What you will do –
How many lines in the records below contain the word "board"? Answer with the number alone.

++++ Record set

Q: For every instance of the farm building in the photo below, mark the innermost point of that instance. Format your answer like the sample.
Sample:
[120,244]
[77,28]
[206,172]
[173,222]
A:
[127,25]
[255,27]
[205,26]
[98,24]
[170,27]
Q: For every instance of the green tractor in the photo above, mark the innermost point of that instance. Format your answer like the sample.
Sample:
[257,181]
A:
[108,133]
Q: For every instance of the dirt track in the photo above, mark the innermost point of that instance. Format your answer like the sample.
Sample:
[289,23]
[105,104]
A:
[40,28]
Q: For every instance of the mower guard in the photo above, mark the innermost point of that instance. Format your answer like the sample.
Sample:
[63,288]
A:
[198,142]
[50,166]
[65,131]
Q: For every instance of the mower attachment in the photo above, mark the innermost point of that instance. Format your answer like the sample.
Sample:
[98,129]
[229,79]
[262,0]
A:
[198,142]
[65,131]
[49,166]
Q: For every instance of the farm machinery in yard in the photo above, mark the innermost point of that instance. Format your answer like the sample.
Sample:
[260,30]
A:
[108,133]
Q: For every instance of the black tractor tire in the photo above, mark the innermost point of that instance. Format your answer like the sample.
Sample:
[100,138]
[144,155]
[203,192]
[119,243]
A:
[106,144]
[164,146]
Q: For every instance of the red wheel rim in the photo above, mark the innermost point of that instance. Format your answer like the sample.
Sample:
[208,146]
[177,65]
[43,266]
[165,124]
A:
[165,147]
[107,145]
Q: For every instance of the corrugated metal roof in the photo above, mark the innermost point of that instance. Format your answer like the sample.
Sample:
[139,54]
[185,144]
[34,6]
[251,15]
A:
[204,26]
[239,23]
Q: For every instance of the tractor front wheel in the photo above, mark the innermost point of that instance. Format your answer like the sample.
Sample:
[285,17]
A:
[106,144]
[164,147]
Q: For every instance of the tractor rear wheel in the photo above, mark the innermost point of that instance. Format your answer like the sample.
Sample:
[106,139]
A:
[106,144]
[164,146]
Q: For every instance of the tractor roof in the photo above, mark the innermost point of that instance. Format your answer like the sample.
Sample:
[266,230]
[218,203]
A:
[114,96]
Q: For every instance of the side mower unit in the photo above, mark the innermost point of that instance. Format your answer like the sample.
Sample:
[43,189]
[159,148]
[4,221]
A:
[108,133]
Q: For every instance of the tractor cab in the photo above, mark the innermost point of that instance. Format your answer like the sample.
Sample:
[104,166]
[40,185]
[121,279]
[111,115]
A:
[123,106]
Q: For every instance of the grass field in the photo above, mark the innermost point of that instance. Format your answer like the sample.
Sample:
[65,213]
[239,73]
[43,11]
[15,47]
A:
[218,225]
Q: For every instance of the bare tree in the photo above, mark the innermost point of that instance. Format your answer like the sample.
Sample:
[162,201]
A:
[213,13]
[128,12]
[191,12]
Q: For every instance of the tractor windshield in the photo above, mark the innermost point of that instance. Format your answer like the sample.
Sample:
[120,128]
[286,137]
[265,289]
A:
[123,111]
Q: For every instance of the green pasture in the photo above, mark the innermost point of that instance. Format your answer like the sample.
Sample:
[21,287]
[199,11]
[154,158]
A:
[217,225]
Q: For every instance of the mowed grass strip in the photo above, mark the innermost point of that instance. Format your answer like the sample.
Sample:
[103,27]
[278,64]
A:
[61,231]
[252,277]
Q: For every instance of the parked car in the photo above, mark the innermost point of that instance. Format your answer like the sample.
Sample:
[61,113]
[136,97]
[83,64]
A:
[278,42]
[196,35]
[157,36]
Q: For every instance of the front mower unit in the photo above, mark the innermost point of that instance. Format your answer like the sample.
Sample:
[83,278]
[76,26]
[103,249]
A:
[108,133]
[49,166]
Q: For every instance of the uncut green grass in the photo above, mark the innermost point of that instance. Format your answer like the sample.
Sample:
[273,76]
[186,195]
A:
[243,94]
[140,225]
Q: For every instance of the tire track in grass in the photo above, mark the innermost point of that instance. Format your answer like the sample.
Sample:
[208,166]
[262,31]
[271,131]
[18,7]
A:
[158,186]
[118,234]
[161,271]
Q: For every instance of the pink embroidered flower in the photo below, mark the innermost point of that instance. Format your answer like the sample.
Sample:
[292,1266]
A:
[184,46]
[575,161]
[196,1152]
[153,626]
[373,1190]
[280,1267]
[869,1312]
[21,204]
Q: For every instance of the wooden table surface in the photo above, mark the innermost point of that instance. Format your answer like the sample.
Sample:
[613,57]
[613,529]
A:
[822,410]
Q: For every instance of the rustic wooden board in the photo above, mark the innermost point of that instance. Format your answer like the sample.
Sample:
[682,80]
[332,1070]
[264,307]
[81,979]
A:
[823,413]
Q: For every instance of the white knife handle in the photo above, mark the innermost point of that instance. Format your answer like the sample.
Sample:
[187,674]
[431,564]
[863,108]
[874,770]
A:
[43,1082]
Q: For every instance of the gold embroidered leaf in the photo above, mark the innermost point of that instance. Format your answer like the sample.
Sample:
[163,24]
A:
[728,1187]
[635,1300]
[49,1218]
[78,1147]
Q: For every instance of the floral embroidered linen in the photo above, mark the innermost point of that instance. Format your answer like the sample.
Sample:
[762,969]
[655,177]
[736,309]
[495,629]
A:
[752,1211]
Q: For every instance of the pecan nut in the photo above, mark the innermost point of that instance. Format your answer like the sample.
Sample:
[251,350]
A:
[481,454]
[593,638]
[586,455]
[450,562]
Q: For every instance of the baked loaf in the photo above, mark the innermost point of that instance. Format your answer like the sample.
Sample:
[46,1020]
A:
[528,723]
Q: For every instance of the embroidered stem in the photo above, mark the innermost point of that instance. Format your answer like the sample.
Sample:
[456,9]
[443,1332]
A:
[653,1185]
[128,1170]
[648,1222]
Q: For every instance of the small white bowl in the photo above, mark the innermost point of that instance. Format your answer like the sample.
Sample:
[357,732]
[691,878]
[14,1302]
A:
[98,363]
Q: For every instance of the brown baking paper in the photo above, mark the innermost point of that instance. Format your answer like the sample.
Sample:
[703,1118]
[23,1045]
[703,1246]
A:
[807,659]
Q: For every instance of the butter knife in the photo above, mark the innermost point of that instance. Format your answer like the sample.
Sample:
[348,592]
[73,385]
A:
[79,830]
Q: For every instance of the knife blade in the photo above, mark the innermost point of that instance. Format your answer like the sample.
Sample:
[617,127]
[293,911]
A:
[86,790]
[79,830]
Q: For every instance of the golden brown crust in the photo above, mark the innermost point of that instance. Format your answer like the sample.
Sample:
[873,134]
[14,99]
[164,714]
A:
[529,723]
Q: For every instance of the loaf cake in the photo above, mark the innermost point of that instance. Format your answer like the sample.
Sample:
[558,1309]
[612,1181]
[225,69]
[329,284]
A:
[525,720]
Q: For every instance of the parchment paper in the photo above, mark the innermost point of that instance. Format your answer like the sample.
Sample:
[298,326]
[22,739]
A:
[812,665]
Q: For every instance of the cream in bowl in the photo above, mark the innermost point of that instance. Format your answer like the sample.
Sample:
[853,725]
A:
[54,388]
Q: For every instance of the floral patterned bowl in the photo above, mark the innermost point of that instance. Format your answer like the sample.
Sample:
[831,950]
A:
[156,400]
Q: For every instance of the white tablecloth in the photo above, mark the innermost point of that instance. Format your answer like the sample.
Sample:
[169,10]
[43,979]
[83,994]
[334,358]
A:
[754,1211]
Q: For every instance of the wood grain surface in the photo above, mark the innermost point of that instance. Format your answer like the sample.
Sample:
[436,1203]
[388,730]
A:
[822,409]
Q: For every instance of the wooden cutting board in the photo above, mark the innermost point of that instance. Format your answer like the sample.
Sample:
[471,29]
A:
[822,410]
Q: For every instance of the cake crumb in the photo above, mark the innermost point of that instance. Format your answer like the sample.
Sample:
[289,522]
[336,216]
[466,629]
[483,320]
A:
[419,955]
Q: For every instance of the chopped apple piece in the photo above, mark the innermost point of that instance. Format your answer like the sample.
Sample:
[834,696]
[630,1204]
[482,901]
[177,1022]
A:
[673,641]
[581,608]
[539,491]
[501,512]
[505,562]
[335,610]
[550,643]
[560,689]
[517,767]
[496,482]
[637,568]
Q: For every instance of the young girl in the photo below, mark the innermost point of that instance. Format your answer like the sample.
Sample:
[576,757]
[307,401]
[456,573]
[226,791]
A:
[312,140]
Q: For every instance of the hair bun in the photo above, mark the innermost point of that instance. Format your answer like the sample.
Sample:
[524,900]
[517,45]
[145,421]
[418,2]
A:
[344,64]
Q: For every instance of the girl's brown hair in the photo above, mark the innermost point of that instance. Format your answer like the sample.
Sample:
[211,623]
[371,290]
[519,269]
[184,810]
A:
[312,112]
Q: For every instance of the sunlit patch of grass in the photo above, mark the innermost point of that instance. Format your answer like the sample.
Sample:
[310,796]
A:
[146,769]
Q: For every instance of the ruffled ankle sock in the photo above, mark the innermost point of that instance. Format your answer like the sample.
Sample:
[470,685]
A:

++++++++

Written answer –
2